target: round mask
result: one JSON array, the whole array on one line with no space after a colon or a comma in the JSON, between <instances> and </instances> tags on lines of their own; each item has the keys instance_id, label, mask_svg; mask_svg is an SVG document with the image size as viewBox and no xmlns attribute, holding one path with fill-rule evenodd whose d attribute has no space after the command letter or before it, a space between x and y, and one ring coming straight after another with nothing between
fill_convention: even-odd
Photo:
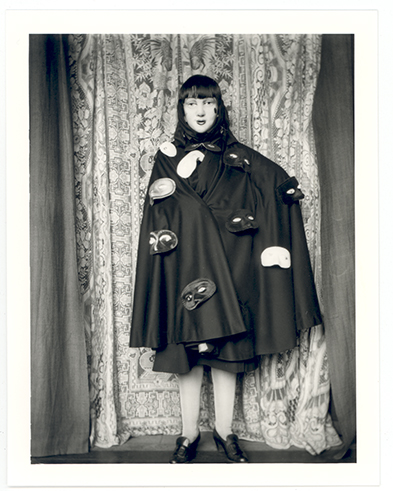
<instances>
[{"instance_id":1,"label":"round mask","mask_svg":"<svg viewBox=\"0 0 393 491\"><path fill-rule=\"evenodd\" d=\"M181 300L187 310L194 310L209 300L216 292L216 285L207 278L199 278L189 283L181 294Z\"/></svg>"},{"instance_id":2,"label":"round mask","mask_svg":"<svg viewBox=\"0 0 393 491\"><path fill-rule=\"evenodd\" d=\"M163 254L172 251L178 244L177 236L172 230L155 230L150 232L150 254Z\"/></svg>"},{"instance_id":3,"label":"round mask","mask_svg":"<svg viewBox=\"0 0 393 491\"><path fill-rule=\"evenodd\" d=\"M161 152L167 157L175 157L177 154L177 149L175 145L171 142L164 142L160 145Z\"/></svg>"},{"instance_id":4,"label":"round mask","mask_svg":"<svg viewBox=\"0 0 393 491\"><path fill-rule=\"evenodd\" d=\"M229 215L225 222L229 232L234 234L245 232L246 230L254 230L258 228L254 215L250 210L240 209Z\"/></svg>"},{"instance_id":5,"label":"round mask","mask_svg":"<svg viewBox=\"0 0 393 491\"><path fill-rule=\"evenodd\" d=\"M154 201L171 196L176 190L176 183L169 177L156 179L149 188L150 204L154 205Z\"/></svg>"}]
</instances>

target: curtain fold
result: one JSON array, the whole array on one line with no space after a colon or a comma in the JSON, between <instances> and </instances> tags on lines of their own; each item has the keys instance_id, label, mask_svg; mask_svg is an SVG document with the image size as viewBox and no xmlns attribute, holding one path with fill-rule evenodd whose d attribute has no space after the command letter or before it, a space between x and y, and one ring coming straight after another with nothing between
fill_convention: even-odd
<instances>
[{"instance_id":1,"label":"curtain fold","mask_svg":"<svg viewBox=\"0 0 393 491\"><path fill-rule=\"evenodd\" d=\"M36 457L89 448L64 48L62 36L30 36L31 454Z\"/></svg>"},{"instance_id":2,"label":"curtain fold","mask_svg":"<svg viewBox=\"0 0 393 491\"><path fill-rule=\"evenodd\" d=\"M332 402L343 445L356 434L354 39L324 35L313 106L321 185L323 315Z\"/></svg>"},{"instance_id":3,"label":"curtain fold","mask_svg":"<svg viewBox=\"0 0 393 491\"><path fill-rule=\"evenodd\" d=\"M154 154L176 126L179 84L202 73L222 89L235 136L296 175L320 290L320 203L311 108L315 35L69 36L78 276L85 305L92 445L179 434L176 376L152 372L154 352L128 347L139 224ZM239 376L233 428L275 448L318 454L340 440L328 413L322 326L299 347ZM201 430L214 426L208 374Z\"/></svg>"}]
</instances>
...
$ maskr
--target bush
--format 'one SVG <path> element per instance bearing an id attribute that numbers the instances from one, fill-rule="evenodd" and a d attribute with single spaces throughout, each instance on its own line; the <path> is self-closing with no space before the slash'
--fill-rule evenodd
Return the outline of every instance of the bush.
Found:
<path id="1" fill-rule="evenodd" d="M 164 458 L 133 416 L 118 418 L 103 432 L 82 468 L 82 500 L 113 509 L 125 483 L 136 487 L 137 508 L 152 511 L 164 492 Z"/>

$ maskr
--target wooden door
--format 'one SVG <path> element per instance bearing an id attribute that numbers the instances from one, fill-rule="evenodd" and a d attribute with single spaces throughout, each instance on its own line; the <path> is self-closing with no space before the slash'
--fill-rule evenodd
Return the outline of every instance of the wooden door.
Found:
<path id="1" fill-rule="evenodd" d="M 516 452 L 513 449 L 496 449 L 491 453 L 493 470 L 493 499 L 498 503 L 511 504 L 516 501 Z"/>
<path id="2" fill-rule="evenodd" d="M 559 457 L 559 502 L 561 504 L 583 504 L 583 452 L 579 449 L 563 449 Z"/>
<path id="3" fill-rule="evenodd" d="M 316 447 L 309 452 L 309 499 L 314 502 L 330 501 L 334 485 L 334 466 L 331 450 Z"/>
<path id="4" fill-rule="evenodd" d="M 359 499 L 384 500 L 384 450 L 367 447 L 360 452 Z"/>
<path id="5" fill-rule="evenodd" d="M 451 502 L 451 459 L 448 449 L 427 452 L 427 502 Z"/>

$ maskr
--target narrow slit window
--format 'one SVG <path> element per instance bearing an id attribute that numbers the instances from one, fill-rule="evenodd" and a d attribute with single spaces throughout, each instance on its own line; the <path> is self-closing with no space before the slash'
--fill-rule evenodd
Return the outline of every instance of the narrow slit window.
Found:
--
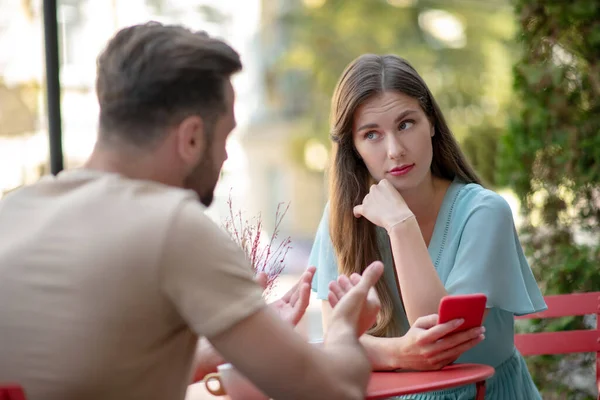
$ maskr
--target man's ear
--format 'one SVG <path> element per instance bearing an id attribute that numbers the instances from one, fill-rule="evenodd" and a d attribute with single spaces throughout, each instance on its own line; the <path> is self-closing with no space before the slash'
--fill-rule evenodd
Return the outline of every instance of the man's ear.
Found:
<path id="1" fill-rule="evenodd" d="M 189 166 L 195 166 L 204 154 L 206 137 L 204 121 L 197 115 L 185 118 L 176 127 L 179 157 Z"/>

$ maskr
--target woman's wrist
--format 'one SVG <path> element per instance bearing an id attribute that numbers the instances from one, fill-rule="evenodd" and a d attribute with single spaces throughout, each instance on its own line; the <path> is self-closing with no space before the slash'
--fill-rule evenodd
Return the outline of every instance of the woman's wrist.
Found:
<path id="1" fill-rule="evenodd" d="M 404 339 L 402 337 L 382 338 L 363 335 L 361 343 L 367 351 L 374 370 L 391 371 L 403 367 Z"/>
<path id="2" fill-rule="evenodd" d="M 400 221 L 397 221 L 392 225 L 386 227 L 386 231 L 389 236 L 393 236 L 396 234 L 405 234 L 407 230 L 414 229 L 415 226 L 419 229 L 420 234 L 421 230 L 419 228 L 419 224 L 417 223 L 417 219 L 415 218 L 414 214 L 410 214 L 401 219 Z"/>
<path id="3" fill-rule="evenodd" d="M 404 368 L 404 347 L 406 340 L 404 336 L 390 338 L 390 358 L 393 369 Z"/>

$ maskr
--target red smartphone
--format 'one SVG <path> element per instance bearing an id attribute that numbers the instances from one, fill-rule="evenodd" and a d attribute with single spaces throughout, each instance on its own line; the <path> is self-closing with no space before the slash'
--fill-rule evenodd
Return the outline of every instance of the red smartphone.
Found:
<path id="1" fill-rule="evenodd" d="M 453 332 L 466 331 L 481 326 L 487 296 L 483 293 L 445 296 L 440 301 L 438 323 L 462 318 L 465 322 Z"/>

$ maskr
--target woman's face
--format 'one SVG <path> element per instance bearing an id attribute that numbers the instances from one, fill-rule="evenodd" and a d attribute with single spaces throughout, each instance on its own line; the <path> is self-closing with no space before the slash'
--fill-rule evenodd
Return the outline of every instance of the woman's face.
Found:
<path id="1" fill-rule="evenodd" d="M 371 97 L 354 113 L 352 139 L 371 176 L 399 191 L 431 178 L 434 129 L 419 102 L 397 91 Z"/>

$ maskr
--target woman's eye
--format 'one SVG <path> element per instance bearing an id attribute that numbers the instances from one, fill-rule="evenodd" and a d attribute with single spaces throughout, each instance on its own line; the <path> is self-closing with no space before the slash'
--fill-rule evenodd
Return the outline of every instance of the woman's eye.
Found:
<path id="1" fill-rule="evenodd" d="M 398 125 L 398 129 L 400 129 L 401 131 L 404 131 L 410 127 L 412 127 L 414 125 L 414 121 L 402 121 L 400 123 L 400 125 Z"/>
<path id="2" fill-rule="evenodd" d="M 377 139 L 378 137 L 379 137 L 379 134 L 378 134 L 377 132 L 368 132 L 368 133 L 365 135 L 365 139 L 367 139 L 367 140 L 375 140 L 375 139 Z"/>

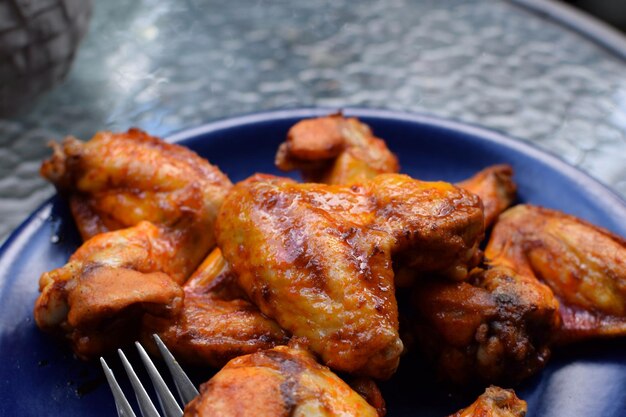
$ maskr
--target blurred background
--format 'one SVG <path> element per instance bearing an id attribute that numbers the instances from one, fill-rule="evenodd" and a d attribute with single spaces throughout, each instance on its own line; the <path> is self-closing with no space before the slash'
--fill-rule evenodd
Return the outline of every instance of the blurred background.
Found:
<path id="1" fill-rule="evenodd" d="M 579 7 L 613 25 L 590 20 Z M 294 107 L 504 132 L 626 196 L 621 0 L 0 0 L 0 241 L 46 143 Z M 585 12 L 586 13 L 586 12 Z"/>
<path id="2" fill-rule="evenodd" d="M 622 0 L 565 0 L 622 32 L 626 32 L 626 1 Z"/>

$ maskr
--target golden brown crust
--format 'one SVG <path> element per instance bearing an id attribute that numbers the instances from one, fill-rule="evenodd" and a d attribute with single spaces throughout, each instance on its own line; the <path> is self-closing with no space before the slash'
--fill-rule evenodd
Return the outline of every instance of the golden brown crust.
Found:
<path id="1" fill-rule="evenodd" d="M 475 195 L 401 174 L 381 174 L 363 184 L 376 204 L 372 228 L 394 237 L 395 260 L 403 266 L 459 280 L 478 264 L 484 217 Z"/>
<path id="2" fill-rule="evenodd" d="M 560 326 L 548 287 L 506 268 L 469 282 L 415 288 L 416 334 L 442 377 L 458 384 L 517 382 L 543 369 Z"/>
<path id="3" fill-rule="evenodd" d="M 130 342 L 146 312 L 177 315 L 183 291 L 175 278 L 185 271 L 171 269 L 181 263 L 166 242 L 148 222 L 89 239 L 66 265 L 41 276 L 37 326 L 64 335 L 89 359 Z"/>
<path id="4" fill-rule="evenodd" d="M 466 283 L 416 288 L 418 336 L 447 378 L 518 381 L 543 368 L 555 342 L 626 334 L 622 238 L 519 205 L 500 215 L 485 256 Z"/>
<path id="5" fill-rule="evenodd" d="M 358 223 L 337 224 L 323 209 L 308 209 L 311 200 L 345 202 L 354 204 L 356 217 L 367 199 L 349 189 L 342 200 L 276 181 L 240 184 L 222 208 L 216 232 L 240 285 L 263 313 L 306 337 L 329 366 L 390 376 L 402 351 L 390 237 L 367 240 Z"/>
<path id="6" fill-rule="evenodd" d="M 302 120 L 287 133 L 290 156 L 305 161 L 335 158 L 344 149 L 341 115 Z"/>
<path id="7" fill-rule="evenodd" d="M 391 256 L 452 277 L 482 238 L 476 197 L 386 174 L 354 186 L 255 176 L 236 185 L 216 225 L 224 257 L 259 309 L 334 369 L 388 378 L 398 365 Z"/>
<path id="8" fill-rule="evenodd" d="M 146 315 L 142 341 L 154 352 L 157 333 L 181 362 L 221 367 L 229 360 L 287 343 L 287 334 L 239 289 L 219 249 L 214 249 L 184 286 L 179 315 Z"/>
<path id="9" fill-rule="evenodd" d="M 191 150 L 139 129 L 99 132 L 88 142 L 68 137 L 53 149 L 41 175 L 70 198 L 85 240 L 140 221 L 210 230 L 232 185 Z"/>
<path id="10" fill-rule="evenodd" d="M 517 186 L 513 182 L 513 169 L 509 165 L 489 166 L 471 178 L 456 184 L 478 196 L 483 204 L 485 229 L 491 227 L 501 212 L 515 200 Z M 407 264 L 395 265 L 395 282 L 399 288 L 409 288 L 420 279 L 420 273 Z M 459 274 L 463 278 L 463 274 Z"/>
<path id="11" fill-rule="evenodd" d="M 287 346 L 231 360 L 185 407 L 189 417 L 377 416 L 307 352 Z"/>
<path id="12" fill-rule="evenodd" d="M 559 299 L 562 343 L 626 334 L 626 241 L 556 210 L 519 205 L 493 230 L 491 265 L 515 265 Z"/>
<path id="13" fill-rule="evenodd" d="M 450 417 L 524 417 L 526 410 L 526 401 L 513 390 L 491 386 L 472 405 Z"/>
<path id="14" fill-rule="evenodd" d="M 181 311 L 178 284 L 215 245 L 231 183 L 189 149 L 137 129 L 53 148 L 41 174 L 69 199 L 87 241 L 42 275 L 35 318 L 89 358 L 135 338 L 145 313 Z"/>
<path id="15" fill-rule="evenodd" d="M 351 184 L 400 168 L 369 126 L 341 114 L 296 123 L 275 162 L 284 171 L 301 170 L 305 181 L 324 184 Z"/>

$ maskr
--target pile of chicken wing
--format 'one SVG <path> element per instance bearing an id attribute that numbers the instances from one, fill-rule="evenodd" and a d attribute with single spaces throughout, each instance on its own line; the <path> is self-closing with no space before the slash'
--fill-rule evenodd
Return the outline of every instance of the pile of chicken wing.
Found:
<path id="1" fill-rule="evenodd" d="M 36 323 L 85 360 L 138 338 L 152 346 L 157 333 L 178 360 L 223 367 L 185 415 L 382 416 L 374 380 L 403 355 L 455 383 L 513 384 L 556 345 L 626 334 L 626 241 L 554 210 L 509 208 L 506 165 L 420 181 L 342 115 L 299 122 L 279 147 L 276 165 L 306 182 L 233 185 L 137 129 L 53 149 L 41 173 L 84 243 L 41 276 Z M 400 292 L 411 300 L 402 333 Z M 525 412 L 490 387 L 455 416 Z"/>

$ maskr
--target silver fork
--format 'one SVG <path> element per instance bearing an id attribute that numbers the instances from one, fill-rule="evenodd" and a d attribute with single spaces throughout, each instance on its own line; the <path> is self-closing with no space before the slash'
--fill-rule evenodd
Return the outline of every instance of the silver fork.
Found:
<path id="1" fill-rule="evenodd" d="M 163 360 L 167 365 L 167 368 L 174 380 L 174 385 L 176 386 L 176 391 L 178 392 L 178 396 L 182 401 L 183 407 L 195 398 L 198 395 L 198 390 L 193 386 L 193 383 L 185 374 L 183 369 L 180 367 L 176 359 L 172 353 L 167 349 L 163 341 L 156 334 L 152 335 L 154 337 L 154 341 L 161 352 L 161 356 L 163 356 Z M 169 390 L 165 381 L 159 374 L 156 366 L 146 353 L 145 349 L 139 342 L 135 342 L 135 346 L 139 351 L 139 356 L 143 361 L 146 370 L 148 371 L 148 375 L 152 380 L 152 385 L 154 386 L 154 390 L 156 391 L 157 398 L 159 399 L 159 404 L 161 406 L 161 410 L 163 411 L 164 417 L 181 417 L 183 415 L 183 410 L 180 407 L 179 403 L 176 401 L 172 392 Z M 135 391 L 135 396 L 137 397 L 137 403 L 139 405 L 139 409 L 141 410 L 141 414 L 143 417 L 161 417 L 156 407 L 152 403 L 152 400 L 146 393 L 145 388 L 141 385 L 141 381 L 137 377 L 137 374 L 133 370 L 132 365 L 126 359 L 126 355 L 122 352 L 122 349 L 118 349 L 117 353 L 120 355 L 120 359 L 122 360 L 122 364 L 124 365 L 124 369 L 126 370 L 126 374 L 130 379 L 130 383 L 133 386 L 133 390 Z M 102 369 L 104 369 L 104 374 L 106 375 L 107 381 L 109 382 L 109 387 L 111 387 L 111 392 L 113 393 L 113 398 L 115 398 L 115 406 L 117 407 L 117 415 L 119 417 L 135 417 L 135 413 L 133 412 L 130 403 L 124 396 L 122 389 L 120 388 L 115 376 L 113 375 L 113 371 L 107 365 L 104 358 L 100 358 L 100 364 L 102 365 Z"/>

*WORK ORDER*.
Taking the entries above, write out exactly each line from the one holding "Return the outline of every instance of the red" to the one holding "Return the outline of every instance of the woman's eye.", both included, and stop there.

*ANSWER FOR THE TASK*.
Return the outline of every instance of the red smartphone.
Found:
<path id="1" fill-rule="evenodd" d="M 453 332 L 466 331 L 481 326 L 487 296 L 483 293 L 445 296 L 440 301 L 438 323 L 462 318 L 465 322 Z"/>

$ maskr
--target woman's face
--format 'one SVG <path> element per instance bearing an id attribute that numbers the instances from one, fill-rule="evenodd" and a d attribute with single spaces throughout, each instance on its own line; the <path> is self-closing with no space before the slash'
--fill-rule evenodd
Return the outline of every instance of the woman's face.
Found:
<path id="1" fill-rule="evenodd" d="M 371 97 L 354 113 L 352 139 L 371 176 L 399 191 L 431 178 L 434 129 L 419 102 L 397 91 Z"/>

$ maskr
--target woman's eye
--format 'one SVG <path> element per instance bearing an id attribute that numbers the instances from one, fill-rule="evenodd" and a d attribute with single spaces throughout, each instance on its own line; the <path> is self-closing with no space before the slash'
--fill-rule evenodd
Return the outline of every instance of the woman's eye.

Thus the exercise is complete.